====== Input

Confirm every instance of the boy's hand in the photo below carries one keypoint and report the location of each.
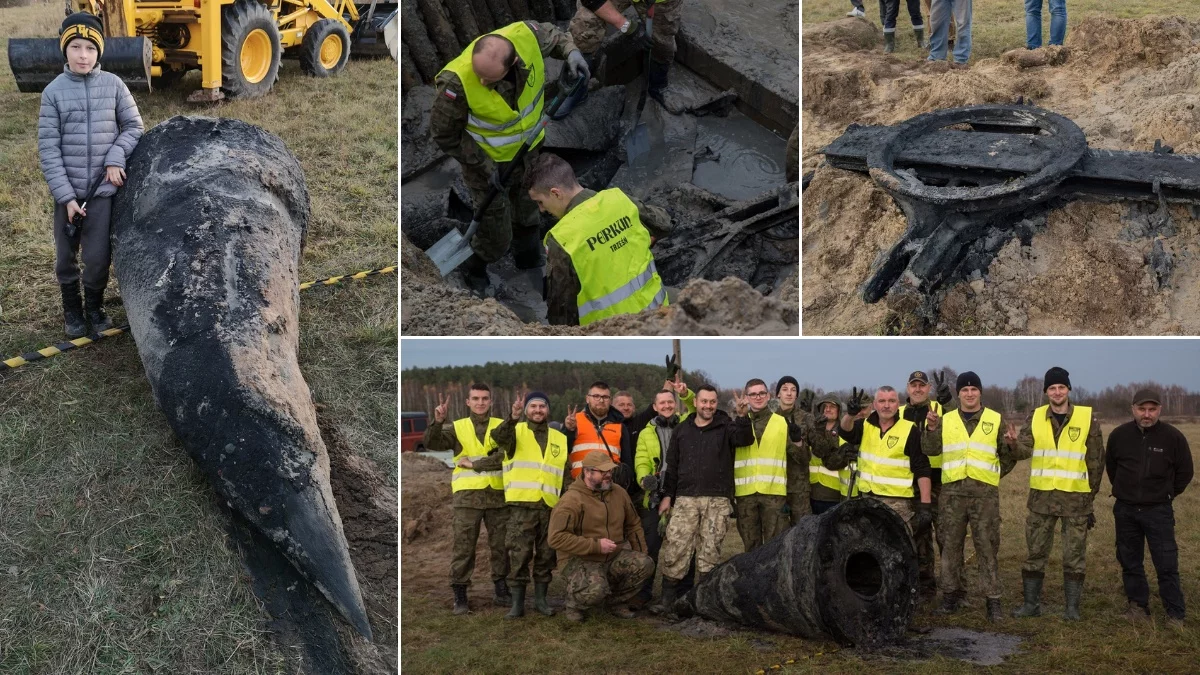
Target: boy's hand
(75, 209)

============
====== Input

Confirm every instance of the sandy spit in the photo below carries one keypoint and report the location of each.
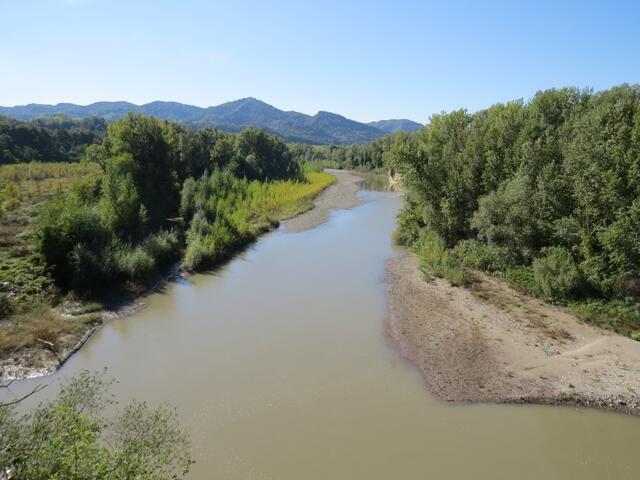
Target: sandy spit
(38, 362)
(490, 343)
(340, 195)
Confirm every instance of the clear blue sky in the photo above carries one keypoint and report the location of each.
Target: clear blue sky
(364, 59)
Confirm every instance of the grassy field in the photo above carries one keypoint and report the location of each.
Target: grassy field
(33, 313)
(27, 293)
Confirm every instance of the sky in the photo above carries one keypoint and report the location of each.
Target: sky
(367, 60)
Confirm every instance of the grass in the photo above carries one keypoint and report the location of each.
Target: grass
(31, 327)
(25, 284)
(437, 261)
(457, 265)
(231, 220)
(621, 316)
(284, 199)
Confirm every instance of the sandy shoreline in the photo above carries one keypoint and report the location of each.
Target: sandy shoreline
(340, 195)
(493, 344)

============
====== Input

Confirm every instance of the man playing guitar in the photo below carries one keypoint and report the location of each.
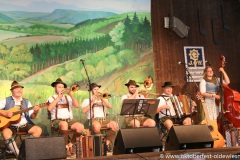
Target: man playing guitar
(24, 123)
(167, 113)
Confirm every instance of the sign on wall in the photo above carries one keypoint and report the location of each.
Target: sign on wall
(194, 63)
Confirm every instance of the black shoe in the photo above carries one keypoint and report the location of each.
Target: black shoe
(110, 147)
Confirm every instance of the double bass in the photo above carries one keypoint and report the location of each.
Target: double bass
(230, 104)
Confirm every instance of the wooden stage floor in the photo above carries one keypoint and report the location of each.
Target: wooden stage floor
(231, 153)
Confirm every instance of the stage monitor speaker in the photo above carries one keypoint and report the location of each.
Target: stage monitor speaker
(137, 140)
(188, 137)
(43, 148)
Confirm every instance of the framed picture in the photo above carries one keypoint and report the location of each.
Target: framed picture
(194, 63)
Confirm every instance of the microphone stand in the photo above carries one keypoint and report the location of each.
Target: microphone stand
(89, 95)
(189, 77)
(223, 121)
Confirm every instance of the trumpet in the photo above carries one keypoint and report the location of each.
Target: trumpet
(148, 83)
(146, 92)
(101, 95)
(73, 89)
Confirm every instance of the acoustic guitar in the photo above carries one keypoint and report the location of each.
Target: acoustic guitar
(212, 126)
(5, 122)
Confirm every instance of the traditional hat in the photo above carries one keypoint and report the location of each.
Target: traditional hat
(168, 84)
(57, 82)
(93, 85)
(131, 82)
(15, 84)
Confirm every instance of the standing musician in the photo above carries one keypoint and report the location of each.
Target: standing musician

============

▶ **Your instructions**
Set down word for word the part that opens with the line containing "Confirm every instance of the standing" and closes with the line containing "Target: standing musician", keeping both of those lines.

▶ **Answer to the problem**
Confirm every instance of the standing musician in the photo above carries one keypoint and report the location of each.
Target: standing musician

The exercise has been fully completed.